:: EXERCISE DATA ::
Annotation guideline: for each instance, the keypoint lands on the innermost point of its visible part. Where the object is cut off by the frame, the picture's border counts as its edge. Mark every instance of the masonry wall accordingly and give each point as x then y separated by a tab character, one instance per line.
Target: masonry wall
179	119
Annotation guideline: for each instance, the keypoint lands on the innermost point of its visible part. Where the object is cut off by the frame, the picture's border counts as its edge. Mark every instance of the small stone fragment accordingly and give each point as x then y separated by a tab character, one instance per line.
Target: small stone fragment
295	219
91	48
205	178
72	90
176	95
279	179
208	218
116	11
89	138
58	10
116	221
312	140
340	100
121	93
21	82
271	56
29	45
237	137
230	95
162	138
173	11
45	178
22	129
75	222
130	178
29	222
:::
ACTIVITY:
Considering only the data above, return the lines in which "counts" occurs.

ANSWER TO THIS PROBLEM:
Annotation guideline: for each instance, the keypoint lands on the innermost point of its visible part. Where the object is cut off by the frame, the picture's border counts as its edge. Mark every instance of the masonry wall accordingly and give each point as x then y separated by a tab character, one instance per line.
Annotation guideline: for each instance, the keypoint lands on the innermost point of its visible part. Where the object is cut off by the frame, the picture's border counts as its edge. Mark every instance of the small stone fragment accordingly and give each point as x then y separated by a tab character, one instance per line.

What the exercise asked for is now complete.